Retype the listing that follows, word for word.

Dataset excerpt:
***

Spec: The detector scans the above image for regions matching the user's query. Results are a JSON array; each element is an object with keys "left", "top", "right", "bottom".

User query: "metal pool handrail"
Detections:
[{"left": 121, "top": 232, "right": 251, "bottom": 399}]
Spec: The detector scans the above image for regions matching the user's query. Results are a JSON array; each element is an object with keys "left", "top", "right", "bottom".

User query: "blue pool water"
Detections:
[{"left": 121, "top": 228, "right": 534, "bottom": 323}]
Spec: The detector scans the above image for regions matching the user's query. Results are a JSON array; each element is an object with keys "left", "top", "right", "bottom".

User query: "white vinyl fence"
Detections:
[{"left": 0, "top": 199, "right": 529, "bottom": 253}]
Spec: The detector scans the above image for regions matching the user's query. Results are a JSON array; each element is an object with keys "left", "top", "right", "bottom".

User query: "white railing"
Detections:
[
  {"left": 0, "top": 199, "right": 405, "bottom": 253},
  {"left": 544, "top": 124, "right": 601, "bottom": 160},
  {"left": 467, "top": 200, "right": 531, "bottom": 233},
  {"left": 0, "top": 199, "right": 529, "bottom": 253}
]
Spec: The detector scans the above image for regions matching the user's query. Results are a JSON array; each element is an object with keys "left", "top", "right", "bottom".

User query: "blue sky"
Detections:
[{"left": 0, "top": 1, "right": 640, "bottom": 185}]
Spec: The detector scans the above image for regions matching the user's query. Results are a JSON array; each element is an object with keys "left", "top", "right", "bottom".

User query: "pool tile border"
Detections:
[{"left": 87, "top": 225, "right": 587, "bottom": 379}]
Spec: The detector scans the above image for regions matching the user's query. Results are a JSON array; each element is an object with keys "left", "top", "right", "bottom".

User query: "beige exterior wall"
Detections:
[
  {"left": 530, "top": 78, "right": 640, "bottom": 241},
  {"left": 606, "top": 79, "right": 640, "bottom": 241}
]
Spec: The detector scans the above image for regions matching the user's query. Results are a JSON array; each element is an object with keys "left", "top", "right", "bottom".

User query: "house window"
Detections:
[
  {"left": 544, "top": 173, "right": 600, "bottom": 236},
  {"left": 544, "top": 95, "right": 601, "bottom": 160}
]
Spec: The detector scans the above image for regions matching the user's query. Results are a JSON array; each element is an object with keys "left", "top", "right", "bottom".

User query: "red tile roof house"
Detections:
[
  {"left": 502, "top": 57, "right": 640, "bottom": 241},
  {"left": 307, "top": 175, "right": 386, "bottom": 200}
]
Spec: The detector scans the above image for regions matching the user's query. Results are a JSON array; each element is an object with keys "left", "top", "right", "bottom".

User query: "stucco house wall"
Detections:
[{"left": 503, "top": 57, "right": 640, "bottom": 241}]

***

> **Full answer**
Spec: The detector scans the above image for regions matching the user's query. Results are a JSON array; each element is an object with keys "left", "top", "right", "bottom".

User query: "metal pool handrail"
Detections:
[{"left": 121, "top": 232, "right": 251, "bottom": 399}]
Spec: The detector scans the above image for regions matching the user's query. Results are a JSON array; each element is an object with keys "left", "top", "right", "bottom".

User query: "blue pool water"
Detections:
[{"left": 121, "top": 228, "right": 534, "bottom": 323}]
Spec: The detector scans the above image for regions matching the user's query. Results are a JSON array; each element is an object with keys "left", "top", "right", "bottom".

User query: "white vinyl fence"
Detections:
[{"left": 0, "top": 199, "right": 529, "bottom": 253}]
Spec: The detector scans the above image for regions matching the user's query. Results are a JSON array; each element is an object with keys "left", "top", "right", "bottom".

User query: "white railing"
Detections:
[
  {"left": 0, "top": 199, "right": 405, "bottom": 253},
  {"left": 544, "top": 124, "right": 601, "bottom": 160},
  {"left": 467, "top": 200, "right": 531, "bottom": 233},
  {"left": 0, "top": 199, "right": 529, "bottom": 253}
]
Spec: The detector scans the above image for regions matching the user's query. Results are a JSON array; each element is an object with keys "left", "top", "right", "bottom".

User query: "blue sky"
Detections:
[{"left": 0, "top": 1, "right": 640, "bottom": 185}]
Spec: The detector scans the above image for regions matching the user's query. Results are a JSON array; each element is an object with keys "left", "top", "right", "bottom".

User query: "pool tile border"
Detections:
[{"left": 87, "top": 225, "right": 587, "bottom": 379}]
Spec: The detector scans the above image for regions matching the user's query. Results are a JSON array; each element is an object with keys "left", "top", "right", "bottom".

User query: "beige exterior wall"
Detections:
[
  {"left": 530, "top": 78, "right": 640, "bottom": 241},
  {"left": 606, "top": 79, "right": 640, "bottom": 241}
]
Spec: The detector scans the above image for regions matching the user's query. Results are a JSON array; each element is an object with keys "left", "top", "right", "bottom".

User query: "house window"
Detections:
[
  {"left": 544, "top": 173, "right": 600, "bottom": 236},
  {"left": 544, "top": 95, "right": 601, "bottom": 160}
]
Spec: The detector scans the above image for regions matching the user's query. Results are a JSON array; each element is an object with keys "left", "top", "right", "bottom".

User query: "red tile roof house"
Detections:
[
  {"left": 502, "top": 57, "right": 640, "bottom": 241},
  {"left": 307, "top": 175, "right": 386, "bottom": 200}
]
Spec: The detector scans the above image for regions matching the user's query. Results are a JSON array; each element is an object with keys "left", "top", "right", "bottom".

User query: "stucco house wall"
Detections:
[{"left": 503, "top": 57, "right": 640, "bottom": 241}]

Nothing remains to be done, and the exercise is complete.